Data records
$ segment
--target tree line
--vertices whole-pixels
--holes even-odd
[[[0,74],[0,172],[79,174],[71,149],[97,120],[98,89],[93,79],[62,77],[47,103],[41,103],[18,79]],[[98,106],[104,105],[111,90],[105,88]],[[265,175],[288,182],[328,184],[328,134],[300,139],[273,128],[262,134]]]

Given request »
Present every line of the records above as a numbered list, omitting any blank lines.

Correct result »
1. $ segment
2. --target tree line
3. --vertices whole-pixels
4. --holes even-odd
5. [[[0,74],[0,172],[79,174],[71,149],[97,120],[98,89],[93,79],[62,77],[47,103],[41,103],[18,79]],[[98,106],[104,105],[111,90],[105,88]],[[265,175],[288,182],[328,184],[328,134],[300,139],[273,128],[262,134]]]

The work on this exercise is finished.